<<<<

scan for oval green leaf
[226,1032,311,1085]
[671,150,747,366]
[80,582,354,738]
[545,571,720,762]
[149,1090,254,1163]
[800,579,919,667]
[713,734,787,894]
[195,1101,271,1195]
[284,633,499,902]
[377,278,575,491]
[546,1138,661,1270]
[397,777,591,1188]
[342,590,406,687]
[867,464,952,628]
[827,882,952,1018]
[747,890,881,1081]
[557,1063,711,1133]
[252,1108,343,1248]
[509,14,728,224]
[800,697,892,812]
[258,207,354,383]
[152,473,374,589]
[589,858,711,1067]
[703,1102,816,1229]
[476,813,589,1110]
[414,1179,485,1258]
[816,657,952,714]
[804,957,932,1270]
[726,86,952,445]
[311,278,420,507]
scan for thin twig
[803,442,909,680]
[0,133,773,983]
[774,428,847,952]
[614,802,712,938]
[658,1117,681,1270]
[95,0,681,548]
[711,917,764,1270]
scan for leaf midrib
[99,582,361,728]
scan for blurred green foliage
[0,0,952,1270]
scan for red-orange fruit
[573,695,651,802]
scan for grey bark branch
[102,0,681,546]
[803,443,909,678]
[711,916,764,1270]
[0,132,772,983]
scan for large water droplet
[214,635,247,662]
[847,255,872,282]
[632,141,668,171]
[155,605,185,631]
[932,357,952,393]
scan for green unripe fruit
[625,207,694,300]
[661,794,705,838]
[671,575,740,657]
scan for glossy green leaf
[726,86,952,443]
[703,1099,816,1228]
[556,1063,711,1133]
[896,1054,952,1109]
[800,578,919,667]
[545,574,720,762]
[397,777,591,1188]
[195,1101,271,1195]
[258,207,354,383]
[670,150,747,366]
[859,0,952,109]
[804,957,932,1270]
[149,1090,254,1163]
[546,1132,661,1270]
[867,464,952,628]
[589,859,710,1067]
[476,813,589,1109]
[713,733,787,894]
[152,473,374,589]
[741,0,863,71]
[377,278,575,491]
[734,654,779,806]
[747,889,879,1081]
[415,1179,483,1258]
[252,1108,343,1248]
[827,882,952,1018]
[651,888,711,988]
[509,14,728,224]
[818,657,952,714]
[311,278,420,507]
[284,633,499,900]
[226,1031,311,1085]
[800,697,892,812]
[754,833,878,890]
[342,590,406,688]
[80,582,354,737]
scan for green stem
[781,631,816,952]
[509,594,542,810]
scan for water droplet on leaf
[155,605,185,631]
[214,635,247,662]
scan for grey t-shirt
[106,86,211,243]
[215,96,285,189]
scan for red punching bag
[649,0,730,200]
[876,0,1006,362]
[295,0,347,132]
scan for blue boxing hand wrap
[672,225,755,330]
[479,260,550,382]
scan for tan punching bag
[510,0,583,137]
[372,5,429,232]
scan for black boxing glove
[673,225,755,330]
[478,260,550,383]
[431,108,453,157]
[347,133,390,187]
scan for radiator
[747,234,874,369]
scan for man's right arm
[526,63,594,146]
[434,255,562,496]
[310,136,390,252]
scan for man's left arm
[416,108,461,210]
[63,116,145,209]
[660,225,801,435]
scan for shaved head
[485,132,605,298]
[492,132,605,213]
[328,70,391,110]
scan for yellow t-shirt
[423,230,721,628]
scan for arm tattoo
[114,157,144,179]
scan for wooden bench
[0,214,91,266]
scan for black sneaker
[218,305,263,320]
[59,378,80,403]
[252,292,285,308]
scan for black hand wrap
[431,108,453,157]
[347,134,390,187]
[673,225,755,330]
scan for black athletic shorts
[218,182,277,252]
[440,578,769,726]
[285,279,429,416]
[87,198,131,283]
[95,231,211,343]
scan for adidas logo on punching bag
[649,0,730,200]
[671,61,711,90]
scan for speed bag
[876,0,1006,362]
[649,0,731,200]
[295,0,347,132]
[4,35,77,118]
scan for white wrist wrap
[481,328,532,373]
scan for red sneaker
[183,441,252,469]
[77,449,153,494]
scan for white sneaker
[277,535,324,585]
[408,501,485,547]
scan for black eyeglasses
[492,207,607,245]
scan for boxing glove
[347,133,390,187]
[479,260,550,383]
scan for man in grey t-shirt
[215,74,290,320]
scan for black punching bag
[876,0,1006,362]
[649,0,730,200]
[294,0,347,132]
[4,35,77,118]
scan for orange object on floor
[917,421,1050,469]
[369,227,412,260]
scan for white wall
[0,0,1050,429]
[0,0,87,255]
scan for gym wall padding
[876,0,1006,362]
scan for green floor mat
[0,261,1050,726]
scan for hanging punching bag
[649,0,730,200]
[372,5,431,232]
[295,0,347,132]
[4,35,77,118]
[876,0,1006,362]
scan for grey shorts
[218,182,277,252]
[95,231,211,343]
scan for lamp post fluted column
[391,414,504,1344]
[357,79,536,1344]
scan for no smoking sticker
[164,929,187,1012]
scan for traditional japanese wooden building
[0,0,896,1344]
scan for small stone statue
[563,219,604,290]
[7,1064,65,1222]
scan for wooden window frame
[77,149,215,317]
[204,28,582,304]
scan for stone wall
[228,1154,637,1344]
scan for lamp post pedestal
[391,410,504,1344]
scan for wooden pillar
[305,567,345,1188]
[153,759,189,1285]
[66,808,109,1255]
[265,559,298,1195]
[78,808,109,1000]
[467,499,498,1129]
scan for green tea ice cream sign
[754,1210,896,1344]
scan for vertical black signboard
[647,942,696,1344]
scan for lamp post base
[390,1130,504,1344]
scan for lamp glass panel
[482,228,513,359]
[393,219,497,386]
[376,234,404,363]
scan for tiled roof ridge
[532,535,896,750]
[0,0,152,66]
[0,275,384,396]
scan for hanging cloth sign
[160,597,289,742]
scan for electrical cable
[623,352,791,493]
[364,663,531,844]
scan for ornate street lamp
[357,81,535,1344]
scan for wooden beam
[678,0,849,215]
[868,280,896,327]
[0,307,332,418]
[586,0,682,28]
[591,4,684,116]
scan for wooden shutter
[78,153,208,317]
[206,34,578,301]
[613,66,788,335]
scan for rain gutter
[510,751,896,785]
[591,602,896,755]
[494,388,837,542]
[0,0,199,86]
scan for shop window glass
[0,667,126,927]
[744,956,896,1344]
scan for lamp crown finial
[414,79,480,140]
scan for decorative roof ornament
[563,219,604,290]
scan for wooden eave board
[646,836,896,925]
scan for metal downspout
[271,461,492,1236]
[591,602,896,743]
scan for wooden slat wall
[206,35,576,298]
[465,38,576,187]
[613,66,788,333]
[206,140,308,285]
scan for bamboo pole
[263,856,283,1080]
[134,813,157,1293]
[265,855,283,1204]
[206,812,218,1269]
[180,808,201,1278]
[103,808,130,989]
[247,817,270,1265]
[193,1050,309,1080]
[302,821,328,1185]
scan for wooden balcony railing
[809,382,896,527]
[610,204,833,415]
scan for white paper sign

>>>>

Update the rows from the line with "scan for traditional japanese wooden building" through the end of the rows, changing "wooden" to "timber" and leaving everything else unchanged.

scan for traditional japanese timber building
[0,0,896,1344]
scan for small stone statue
[563,219,604,290]
[7,1064,65,1222]
scan for timber window frame
[77,149,215,317]
[204,28,582,304]
scan for stone wall
[228,1154,637,1344]
scan for lamp post pedestal
[391,410,504,1344]
scan for timber pillar
[305,567,345,1188]
[153,759,189,1285]
[66,808,109,1255]
[265,559,298,1195]
[78,808,109,1000]
[467,499,498,1129]
scan for green tea ice cream sign
[754,1210,896,1344]
scan for vertical black signboard
[647,942,696,1344]
scan for lamp post base
[390,1130,504,1344]
scan for lamp glass panel
[482,228,513,359]
[393,219,497,386]
[376,234,404,363]
scan for tiled roof ridge
[532,535,896,750]
[0,0,152,66]
[0,275,384,396]
scan for hanging cloth sign
[160,597,289,742]
scan for electrical cable
[623,352,791,493]
[364,663,531,844]
scan for ornate street lamp
[357,81,535,1344]
scan for timber beam
[678,0,849,215]
[868,280,896,327]
[0,307,332,418]
[586,0,682,28]
[591,4,684,116]
scan for timber shutter
[78,153,208,317]
[206,34,578,301]
[613,66,788,335]
scan for rain gutter
[510,751,896,785]
[591,602,896,755]
[494,388,837,542]
[0,0,199,86]
scan for shop window glass
[0,667,126,927]
[744,956,896,1344]
scan for lamp crown finial
[414,79,480,140]
scan for decorative roof ornament
[563,219,604,290]
scan for timber eave board
[646,836,896,925]
scan for metal downspout
[271,461,492,1236]
[591,602,896,743]
scan for timber slat wall
[206,35,576,298]
[465,38,576,187]
[613,66,788,333]
[206,140,308,285]
scan for bamboo pole
[263,856,283,1080]
[134,813,157,1293]
[265,855,283,1204]
[206,812,218,1269]
[180,808,201,1278]
[103,808,130,989]
[247,817,270,1265]
[193,1050,309,1080]
[302,821,328,1185]
scan for timber balcony railing
[809,382,896,527]
[610,204,833,415]
scan for white paper sign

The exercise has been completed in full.